Let's check if our conformalized prediction intervals achieve the desired coverage. We'll also compare them with the original (non-conformalized) intervals $[\hat{t}_{\alpha/2}(x), \hat{t}_{1-\alpha/2}(x)]$.

In [None]:
# EXERCISE 5: Calculate and compare empirical coverage
# Coverage before conformalization
empirical_coverage0 = # Your code here
print(f"The empirical coverage before conformalization is: {empirical_coverage0}")

# Coverage after conformalization
empirical_coverage = # Your code here
print(f"The empirical coverage after conformalization is: {empirical_coverage}")

## Examining conditional coverage

One major advantage of conformalized prediction is improved conditional coverage across different subgroups. Let's check if our method achieves uniform coverage across different cancer diagnosis categories.

In [None]:
# Process cancer diagnosis variables
X_cancer = X[~idx, 40:45]
for col in range(X_cancer.shape[1]):
    one_val = X_cancer[:, col].max()
    X_cancer[:, col] = (X_cancer[:, col] == one_val).astype(int)
cancer_dx = X_cancer.dot(np.arange(5)+1).astype(int)

# Count observations in each cancer diagnosis category
counts = [(cancer_dx == dx).sum() for dx in np.arange(5)+1]
print("Number of observations per cancer diagnosis category:")
for i, count in enumerate(counts):
    print(f"Category {i+1}: {count}")

In [None]:
# EXERCISE 6: Calculate stratified coverage for each cancer diagnosis category
# Coverage before conformalization
stratified_coverage0 = # Your code here

# Coverage after conformalization
stratified_coverage = # Your code here

# Plot the results
plt.figure(figsize=(10, 6))
plt.plot(np.arange(5)+1, stratified_coverage0, "o", label="Pre-conformalization")
plt.plot(np.arange(5)+1, stratified_coverage, "o", label="Post-conformalization")
plt.hlines(1-alpha, 0.5, 5.5, 'r', label="Target coverage")
plt.xlim(0.75, 5.25)
plt.ylim(0.6, 1.0)
plt.xlabel("Cancer Diagnosis Category")
plt.ylabel("Empirical Coverage")
plt.title("Coverage by Cancer Diagnosis Category")
plt.legend()
plt.grid(True, alpha=0.3)
plt.show()

# Key takeaways

1. **The Coverage Problem**: Traditional quantile regression methods produce intervals that often don't achieve their target coverage in finite samples.

* * *

## What you should do
Copy the conformal prediction notebook text word for word, from "plt.xlim(0.75, 5.25)" to "plt.grid(True, alpha=0.3)".

* * *

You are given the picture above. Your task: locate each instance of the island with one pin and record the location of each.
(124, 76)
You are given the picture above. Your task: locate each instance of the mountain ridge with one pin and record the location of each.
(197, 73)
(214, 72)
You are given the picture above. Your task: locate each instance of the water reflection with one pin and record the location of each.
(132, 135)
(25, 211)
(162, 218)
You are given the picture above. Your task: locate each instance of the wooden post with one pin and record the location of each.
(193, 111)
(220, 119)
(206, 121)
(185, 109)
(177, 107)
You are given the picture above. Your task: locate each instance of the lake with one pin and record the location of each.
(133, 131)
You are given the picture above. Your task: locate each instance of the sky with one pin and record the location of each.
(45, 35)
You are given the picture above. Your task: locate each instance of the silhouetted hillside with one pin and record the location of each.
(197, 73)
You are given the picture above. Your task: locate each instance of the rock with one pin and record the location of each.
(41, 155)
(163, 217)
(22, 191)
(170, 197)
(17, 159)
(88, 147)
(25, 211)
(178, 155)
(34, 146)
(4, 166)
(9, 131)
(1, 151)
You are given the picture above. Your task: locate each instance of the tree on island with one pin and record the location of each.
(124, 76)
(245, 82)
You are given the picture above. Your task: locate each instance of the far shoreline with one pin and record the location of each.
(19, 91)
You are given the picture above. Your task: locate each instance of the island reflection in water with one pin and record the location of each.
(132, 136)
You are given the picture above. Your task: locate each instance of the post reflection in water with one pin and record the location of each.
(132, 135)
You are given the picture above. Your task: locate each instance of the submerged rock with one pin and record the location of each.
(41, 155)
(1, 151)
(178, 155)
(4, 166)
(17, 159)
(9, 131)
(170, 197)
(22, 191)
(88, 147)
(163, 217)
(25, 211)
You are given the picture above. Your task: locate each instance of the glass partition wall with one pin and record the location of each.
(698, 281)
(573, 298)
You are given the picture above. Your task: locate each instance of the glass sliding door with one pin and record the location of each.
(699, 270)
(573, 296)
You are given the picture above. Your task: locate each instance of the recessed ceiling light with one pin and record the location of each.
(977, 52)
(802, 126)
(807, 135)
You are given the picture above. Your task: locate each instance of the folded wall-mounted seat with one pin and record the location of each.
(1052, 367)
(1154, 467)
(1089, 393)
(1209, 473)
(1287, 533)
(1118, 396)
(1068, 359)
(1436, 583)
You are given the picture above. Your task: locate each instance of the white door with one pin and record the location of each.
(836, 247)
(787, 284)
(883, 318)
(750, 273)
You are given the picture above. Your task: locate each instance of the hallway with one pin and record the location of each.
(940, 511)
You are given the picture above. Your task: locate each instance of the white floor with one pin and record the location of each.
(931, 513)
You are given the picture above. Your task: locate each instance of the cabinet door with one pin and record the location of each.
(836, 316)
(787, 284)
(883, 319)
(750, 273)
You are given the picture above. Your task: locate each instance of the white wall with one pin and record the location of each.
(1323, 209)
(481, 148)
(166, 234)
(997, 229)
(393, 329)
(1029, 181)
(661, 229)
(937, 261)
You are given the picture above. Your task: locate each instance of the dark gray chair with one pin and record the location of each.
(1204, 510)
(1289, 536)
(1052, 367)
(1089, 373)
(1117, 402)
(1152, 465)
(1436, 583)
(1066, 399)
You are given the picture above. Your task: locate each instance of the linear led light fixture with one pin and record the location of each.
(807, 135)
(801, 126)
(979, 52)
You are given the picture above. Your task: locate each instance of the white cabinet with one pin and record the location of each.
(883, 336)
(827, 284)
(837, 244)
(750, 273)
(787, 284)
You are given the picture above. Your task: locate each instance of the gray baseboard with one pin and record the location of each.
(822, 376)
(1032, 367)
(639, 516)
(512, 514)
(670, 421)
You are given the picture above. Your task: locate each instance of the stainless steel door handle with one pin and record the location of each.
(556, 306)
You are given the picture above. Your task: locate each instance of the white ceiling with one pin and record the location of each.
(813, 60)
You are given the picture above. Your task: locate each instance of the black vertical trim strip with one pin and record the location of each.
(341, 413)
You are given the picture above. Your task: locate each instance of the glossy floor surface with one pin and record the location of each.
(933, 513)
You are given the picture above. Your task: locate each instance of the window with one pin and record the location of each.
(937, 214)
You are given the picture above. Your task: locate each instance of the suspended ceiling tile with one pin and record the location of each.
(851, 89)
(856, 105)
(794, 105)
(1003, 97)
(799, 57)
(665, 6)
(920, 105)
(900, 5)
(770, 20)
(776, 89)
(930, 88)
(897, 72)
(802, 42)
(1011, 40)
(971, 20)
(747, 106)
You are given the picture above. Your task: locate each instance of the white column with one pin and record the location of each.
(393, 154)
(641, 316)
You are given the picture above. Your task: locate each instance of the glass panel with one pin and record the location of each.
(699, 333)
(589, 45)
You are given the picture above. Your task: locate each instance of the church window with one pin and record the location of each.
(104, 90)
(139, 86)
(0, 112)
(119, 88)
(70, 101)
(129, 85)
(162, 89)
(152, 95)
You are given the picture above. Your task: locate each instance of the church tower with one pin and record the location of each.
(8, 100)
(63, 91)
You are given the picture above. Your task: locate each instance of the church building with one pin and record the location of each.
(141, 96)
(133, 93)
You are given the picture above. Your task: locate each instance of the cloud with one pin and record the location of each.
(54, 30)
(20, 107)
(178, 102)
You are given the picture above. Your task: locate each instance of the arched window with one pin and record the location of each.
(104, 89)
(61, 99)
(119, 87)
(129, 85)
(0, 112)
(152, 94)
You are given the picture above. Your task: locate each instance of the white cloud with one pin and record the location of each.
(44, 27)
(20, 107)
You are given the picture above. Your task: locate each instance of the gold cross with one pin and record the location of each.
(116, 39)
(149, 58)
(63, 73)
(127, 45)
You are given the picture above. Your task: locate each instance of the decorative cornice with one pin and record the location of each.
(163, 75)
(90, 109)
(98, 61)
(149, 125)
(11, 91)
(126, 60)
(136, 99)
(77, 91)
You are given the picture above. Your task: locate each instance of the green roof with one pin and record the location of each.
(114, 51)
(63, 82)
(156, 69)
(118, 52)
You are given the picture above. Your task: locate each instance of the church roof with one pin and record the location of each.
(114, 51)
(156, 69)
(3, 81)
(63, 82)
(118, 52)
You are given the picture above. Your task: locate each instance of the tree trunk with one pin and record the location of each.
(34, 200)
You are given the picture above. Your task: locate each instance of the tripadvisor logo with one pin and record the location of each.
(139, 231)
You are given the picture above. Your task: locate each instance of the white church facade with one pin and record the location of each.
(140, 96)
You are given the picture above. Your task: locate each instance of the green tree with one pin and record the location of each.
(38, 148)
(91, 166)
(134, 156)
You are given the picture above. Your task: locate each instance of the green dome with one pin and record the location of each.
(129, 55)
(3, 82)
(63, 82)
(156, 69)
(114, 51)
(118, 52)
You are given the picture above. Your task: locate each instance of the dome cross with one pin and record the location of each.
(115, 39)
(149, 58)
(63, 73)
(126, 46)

* * *

## Expected output
plt.xlim(0.75, 5.25)
plt.ylim(0.6, 1.0)
plt.xlabel("Cancer Diagnosis Category")
plt.ylabel("Empirical Coverage")
plt.title("Coverage by Cancer Diagnosis Category")
plt.legend()
plt.grid(True, alpha=0.3)